> _EXERCISE DESCRIPTION_
From the summary of Neil Warnock's autobiography below, output the stretch from "A guy on another" through "highlights in bold." word for word.

A guy on another forum I post on has been doing a superb job of summarising Neil Warnock's autobiography (which, by the way, you can get as an audiobook READ BY WARNOCK HIMSELF which sounds amazing), I've no idea how much creative license he's taking but it is great fun. This is the first few chapters, highlights in bold.
--------------------------------------------------------------------------------------------------------------
The Gaffer - The Trials And Tribulations Of A Football Manager is Neil Warnock's account of his time as Palace, QPR and Leeds manager. We begin at Palace.
Chapter One: Life In Administration
Neil begins with an account of flying from Gatwick to Newcastle, and landing with the team to find out the club is in administration. He then discusses how, when back in London, he 'found himself talking to the deer in Richmond Park, which was probably a warning sign - even if it was a magnificent stag!' There follows a humdrum discussion of the first post-administration transfer window, and the first of many bete-noires, an administrator by the name of Mr Guilfoyle. Neil shafts him by playing Danny Butterfield up front.

(Object location annotation data)
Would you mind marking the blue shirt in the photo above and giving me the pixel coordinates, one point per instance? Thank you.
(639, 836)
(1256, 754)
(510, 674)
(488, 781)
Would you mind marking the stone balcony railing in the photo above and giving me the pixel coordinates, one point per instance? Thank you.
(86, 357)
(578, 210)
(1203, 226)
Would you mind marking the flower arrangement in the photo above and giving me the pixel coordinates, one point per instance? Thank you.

> _RESPONSE_
A guy on another forum I post on has been doing a superb job of summarising Neil Warnock's autobiography (which, by the way, you can get as an audiobook READ BY WARNOCK HIMSELF which sounds amazing), I've no idea how much creative license he's taking but it is great fun. This is the first few chapters, highlights in bold.